====== Listed entries ======

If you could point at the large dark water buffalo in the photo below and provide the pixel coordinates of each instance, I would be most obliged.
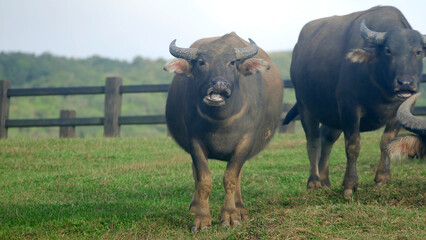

======
====== Listed entries ======

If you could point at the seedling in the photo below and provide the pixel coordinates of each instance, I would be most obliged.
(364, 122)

======
====== Listed entries ======

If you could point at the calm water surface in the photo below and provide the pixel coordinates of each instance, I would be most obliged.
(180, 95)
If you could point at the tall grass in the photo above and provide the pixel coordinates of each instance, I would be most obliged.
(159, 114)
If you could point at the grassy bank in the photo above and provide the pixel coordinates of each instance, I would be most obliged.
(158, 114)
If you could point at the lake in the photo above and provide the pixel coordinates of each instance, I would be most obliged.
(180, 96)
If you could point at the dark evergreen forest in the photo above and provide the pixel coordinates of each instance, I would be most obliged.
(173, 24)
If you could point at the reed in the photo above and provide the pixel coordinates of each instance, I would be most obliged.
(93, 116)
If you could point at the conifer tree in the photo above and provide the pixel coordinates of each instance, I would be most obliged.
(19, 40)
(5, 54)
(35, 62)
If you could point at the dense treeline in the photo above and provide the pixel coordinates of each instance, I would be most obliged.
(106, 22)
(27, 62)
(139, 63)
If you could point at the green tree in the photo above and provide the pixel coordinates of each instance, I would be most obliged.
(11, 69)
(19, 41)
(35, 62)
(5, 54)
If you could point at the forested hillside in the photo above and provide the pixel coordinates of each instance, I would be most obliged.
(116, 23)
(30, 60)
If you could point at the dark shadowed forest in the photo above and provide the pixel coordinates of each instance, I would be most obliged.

======

→ **Task prompt**
Copy only this part of the entries above: the line with "If you could point at the dense", the line with "If you could point at the dark shadowed", and the lines between, all exactly as written.

→ **Your solution**
If you could point at the dense treeline in the photo above and provide the pixel coordinates of each instance, I would be most obliged.
(106, 22)
(27, 62)
(139, 63)
If you could point at the green tree in the photo above and provide the pixel coordinates of each instance, I would be most obliged.
(11, 69)
(19, 41)
(35, 62)
(5, 54)
If you could point at the forested hillside in the photo above and provide the pixel coordinates of each instance, I would be most obliged.
(116, 23)
(30, 60)
If you could point at the dark shadowed forest in the photo above and provide the pixel coordinates of each instance, I would be most obliged.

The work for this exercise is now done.